**Texto de referencia:**

----

Según Feigenbaum, los gases lacrimógenos comenzaron su andadura bélica en agosto de 1914, cuando las tropas francesas dispararon granadas llenas de bromuro de metilbencilo a las trincheras alemanas. Su objetivo era el de acabar con el estancamiento de la guerra de trincheras. El gas lacrimógeno obligó a los soldados alemanes a salir corriendo de las trincheras protectoras, para ser ametrallados por las tropas francesas. Fue la Batalla de las Fronteras. En abril de 1915, en Ypres, los alemanes tomaron represalias con cloro gaseoso. La guerra con gases asfixiantes estaba en pleno apogeo.
Daan Boens, soldado y poeta belga, vivió la guerra en la que se usaba este gas nervioso. En 1918, publicó un poema, “Gas”, que captaba la barbarie de la guerra química. Feigenbaum cita el poema:
“El hedor es insoportable, mientras que la muerte se burla.
Las máscaras alrededor de las mejillas recortan el aspecto de los hocicos bestiales,
las máscaras con ojos salvajes, locos, absurdos,
sus cuerpos flotan a la deriva hasta que tropiezan con el acero.
Los hombres no saben nada, respiran miedo.
Sus manos aprietan las armas como un salvavidas al que agarrarse,
No ven al enemigo que, también enmascarado, se asoma;
asaltarlos escondidos en los anillos de gas.
Así que en la sucia niebla se perpetra el mayor asesinato «.
Del mismo modo que los comerciantes de plaguicidas y los grupos de presión, los defensores de los gases lacrimógenos han ocultado estos asesinatos. Ellos, de acuerdo con Feigenbaum, rechazan los efectos de estas sustancias: lagrimeo, náuseas, abortos, ardor en los ojos, ceguera y muerte. Dejan sus orígenes militares y los usos de los gases lacrimógenos en el olvido. El resultado de esta exitosa campaña es que los gases lacrimógenos no están sujetos a ninguna prohibición como agente de la guerra química. Este gas, de ser un agente directo, se ha convertido en un elemento pacificador. Y sus daños son inocentes.

----

**Filas proporcionadas:**
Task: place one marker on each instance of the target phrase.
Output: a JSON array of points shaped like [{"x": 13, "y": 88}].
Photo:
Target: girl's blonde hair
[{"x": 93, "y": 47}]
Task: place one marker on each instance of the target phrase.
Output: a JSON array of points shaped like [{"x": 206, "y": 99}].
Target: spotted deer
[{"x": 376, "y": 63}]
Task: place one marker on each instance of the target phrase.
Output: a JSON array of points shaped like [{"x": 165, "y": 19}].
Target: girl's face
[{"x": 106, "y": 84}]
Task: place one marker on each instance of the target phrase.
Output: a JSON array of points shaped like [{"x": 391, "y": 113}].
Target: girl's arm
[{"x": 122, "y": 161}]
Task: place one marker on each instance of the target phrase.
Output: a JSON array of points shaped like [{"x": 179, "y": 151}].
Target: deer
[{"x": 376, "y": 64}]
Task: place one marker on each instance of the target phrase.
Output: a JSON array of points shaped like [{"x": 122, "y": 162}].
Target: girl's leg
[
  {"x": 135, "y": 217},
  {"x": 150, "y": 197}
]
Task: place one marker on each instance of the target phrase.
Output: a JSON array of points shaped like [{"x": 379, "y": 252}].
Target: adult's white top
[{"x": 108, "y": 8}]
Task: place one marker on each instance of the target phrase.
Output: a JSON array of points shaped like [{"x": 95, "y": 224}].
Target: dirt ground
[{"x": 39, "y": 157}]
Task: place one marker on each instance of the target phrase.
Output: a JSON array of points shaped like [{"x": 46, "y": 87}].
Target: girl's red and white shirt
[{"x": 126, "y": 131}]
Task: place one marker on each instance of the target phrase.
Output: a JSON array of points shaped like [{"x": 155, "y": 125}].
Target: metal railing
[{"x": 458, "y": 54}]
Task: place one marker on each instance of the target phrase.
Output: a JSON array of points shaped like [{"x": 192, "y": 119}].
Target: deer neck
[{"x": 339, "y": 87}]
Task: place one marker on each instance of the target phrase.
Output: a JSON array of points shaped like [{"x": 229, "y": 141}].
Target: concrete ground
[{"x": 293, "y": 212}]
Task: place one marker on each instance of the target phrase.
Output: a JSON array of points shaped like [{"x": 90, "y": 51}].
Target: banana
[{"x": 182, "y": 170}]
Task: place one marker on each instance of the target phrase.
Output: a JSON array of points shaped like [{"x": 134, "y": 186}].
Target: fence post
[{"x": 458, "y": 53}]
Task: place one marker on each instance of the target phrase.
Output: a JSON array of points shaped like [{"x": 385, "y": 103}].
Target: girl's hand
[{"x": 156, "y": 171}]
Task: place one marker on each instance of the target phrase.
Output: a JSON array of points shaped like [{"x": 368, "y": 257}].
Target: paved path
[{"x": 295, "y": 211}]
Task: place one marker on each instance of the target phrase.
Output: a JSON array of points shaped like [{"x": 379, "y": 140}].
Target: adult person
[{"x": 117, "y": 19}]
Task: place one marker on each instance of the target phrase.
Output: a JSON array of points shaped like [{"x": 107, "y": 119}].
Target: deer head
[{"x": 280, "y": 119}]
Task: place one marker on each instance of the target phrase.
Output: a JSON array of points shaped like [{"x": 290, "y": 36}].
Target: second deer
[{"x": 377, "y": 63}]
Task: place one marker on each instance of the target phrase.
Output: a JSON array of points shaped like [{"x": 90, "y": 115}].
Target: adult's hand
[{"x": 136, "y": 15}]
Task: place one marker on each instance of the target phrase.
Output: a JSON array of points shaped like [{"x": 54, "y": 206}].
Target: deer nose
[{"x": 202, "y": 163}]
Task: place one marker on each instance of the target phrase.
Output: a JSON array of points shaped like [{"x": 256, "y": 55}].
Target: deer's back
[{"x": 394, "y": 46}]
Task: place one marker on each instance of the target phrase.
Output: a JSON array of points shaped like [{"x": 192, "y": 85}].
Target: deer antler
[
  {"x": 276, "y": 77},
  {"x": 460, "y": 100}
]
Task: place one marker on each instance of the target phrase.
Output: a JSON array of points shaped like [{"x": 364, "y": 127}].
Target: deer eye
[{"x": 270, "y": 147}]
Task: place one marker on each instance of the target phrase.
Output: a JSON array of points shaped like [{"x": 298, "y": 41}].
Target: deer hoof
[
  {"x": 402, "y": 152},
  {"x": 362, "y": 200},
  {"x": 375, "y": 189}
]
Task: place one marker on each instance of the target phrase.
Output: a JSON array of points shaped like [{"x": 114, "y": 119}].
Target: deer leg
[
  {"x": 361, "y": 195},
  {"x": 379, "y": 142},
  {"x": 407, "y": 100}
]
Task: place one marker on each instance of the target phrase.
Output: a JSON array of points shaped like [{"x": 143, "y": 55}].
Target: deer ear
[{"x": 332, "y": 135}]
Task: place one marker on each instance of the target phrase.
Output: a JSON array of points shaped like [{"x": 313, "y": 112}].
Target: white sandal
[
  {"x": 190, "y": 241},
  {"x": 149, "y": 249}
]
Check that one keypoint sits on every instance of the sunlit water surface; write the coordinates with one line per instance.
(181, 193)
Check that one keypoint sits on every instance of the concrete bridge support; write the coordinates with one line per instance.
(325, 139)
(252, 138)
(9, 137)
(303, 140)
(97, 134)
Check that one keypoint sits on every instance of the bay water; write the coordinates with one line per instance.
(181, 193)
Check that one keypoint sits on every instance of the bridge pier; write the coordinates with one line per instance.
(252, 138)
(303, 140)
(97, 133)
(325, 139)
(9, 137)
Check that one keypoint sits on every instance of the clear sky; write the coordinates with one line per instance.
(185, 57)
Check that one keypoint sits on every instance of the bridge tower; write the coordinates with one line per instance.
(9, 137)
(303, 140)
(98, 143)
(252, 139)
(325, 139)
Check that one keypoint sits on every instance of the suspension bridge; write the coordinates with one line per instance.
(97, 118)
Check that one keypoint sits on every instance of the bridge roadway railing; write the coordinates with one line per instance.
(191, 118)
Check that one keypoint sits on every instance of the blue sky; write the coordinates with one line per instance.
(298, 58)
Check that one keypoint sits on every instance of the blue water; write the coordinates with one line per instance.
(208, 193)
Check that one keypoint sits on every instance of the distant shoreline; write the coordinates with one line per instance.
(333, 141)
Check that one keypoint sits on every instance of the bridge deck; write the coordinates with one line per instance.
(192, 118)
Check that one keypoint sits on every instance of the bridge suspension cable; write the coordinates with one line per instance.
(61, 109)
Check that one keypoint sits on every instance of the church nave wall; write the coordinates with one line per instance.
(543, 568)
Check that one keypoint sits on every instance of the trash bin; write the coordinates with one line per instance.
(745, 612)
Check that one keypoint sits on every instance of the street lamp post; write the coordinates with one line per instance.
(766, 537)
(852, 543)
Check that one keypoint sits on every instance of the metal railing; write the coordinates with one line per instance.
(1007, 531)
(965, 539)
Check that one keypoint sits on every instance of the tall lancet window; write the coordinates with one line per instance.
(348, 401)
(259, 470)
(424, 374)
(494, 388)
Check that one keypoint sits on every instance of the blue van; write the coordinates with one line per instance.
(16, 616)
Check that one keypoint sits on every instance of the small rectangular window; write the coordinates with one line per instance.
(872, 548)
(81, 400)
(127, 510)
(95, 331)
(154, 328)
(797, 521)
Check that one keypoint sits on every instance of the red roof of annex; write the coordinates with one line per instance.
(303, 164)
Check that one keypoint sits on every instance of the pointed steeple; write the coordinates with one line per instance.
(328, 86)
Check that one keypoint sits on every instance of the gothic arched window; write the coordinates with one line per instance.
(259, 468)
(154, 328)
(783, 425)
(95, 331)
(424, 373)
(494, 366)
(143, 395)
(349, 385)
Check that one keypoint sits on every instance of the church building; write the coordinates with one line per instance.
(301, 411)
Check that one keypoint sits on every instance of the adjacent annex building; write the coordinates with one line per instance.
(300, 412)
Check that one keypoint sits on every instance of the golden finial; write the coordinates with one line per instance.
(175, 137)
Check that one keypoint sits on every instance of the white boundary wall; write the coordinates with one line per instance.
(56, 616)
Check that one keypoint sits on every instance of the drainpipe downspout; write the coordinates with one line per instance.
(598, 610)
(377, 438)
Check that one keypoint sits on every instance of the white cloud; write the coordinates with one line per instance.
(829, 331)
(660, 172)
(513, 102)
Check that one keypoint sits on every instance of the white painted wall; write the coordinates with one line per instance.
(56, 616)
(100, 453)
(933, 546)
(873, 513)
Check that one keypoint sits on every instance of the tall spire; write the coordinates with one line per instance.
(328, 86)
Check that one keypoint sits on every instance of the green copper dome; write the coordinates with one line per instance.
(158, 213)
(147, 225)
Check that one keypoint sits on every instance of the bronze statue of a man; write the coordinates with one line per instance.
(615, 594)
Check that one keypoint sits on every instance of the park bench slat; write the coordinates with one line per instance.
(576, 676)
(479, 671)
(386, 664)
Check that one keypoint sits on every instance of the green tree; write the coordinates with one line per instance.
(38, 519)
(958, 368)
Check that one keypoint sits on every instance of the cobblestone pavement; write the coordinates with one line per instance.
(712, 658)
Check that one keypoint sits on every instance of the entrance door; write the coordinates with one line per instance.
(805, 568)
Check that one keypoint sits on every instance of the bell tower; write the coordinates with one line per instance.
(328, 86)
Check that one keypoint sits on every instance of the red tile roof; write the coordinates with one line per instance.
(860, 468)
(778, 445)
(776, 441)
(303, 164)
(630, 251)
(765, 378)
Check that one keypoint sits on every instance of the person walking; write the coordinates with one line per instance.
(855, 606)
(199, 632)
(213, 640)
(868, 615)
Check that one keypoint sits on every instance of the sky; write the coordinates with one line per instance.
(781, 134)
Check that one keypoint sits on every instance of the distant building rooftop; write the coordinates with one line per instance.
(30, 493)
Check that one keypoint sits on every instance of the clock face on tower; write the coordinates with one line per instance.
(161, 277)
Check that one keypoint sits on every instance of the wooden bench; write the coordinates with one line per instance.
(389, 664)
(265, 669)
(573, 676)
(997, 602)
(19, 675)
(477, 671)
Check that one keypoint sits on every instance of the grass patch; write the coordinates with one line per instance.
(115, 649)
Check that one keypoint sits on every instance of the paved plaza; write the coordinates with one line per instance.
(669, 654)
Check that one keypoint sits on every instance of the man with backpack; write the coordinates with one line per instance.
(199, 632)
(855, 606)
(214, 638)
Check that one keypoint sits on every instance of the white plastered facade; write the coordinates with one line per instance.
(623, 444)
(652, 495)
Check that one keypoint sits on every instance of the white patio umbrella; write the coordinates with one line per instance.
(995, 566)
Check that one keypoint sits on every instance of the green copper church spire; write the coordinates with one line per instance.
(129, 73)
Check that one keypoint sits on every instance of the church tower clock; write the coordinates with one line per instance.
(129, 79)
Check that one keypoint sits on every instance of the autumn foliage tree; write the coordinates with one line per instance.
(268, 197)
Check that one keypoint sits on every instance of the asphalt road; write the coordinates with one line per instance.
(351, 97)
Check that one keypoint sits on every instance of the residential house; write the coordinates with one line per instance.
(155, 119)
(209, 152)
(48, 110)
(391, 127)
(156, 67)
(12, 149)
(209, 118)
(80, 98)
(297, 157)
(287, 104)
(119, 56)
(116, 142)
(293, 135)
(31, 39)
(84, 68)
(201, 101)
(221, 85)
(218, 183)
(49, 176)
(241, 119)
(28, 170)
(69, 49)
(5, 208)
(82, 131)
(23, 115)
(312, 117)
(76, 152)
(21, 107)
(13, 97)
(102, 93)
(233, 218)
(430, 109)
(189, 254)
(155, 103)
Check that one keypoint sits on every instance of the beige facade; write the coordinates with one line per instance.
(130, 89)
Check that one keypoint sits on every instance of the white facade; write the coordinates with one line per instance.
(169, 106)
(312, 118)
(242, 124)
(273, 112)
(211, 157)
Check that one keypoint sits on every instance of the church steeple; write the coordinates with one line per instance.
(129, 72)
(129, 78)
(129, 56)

----

Transcribe literalmente el fragmento del texto sobre los gases lacrimógenos que se abre con las palabras que contienen "Daan Boens, soldado" y se cierra con "muerte se burla.".

Daan Boens, soldado y poeta belga, vivió la guerra en la que se usaba este gas nervioso. En 1918, publicó un poema, “Gas”, que captaba la barbarie de la guerra química. Feigenbaum cita el poema:
“El hedor es insoportable, mientras que la muerte se burla.